* Objetivo de la tarea
Organiza en una tabla Markdown el tramo que va desde la línea que contiene "--target stone chimney" hasta el final de las filas, ambos extremos incluidos y sin las líneas en blanco. Usa una columna Número con el orden de cada línea y una columna Línea con su texto.

* Filas proporcionadas

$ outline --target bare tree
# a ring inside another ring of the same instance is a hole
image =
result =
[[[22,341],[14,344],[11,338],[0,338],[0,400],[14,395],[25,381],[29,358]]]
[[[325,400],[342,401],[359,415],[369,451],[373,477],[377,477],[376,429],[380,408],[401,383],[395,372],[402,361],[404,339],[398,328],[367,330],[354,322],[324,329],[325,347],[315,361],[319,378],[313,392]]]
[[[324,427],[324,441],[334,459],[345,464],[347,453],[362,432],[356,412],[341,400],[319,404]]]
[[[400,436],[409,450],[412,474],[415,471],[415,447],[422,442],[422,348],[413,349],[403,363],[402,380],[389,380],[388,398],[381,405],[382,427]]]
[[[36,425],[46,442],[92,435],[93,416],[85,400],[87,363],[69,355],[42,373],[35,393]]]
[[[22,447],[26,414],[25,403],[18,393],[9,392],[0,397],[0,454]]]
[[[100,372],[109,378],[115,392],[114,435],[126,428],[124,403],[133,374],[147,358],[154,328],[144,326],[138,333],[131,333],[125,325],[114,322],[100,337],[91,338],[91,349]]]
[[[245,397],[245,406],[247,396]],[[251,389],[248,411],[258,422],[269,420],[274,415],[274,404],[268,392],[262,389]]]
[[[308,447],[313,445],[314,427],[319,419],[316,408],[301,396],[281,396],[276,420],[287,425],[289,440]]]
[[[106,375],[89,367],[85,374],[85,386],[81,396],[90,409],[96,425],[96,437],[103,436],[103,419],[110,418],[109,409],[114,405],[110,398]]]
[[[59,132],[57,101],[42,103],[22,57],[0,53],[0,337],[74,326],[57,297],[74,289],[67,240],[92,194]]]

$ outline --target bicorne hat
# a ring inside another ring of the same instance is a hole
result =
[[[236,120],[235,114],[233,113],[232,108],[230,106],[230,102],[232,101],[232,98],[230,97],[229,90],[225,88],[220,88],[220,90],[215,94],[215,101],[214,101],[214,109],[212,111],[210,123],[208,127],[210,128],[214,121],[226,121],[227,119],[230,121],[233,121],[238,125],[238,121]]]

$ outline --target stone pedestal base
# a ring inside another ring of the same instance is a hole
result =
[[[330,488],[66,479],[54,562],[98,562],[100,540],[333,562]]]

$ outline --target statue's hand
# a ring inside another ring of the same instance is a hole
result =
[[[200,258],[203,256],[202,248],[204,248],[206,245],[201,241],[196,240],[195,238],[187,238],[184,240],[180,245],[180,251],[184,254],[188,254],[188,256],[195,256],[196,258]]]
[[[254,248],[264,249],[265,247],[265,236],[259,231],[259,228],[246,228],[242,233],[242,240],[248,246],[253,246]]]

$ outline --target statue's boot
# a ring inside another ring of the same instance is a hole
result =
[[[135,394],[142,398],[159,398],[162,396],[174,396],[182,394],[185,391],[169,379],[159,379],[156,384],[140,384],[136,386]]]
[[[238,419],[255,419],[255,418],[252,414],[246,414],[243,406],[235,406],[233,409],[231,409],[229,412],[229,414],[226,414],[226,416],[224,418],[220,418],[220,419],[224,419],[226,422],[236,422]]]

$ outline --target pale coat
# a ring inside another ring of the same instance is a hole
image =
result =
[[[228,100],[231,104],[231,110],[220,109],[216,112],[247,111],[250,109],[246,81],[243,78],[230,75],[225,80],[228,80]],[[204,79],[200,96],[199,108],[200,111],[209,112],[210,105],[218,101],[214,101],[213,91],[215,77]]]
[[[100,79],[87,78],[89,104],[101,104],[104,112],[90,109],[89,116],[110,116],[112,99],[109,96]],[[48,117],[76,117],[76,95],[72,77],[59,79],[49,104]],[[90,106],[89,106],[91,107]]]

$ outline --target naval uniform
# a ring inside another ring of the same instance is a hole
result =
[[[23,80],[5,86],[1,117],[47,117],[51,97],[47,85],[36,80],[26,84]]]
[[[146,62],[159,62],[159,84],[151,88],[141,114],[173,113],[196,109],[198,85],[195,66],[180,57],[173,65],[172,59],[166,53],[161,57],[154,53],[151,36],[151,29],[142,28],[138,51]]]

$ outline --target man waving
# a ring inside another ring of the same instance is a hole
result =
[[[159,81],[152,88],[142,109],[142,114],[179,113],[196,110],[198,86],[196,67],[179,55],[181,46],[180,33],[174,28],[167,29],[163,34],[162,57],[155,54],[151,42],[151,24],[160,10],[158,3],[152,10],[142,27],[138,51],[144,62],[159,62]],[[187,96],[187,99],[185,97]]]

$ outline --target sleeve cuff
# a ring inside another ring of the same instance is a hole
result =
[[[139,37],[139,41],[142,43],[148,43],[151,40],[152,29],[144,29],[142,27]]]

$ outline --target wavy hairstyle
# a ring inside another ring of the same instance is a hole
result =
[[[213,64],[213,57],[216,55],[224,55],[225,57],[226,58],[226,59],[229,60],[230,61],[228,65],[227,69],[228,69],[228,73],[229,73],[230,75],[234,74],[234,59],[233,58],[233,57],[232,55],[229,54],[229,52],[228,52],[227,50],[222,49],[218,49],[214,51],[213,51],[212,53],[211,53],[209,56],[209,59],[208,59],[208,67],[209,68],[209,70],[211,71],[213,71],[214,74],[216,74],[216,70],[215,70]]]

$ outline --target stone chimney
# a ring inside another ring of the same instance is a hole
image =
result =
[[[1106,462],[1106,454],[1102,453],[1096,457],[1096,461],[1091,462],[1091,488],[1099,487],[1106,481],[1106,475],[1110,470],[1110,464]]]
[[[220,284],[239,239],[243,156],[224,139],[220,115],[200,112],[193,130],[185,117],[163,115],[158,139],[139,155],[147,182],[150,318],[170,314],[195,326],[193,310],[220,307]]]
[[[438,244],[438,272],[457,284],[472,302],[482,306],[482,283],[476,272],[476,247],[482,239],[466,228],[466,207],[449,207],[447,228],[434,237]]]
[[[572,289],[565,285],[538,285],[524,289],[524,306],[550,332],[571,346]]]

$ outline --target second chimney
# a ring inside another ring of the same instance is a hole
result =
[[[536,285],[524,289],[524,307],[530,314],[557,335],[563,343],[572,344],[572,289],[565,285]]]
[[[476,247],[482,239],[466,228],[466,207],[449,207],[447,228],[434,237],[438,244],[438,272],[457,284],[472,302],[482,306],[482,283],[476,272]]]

* Solución propuesta
| Número | Línea |
|---|---|
| 1 | $ outline --target stone chimney |
| 2 | # a ring inside another ring of the same instance is a hole |
| 3 | image = |
| 4 | result = |
| 5 | [[[1106,462],[1106,454],[1102,453],[1096,457],[1096,461],[1091,462],[1091,488],[1099,487],[1106,481],[1106,475],[1110,470],[1110,464]]] |
| 6 | [[[220,284],[239,239],[243,156],[224,139],[220,115],[200,112],[193,130],[185,117],[163,115],[158,139],[139,155],[147,182],[150,318],[170,314],[195,326],[193,310],[220,307]]] |
| 7 | [[[438,244],[438,272],[457,284],[472,302],[482,306],[482,283],[476,272],[476,247],[482,239],[466,228],[466,207],[449,207],[447,228],[434,237]]] |
| 8 | [[[572,289],[565,285],[538,285],[524,289],[524,306],[550,332],[571,346]]] |
| 9 | $ outline --target second chimney |
| 10 | # a ring inside another ring of the same instance is a hole |
| 11 | result = |
| 12 | [[[536,285],[524,289],[524,307],[530,314],[557,335],[563,343],[572,344],[572,289],[565,285]]] |
| 13 | [[[476,247],[482,239],[466,228],[466,207],[449,207],[447,228],[434,237],[438,244],[438,272],[457,284],[472,302],[482,306],[482,283],[476,272]]] |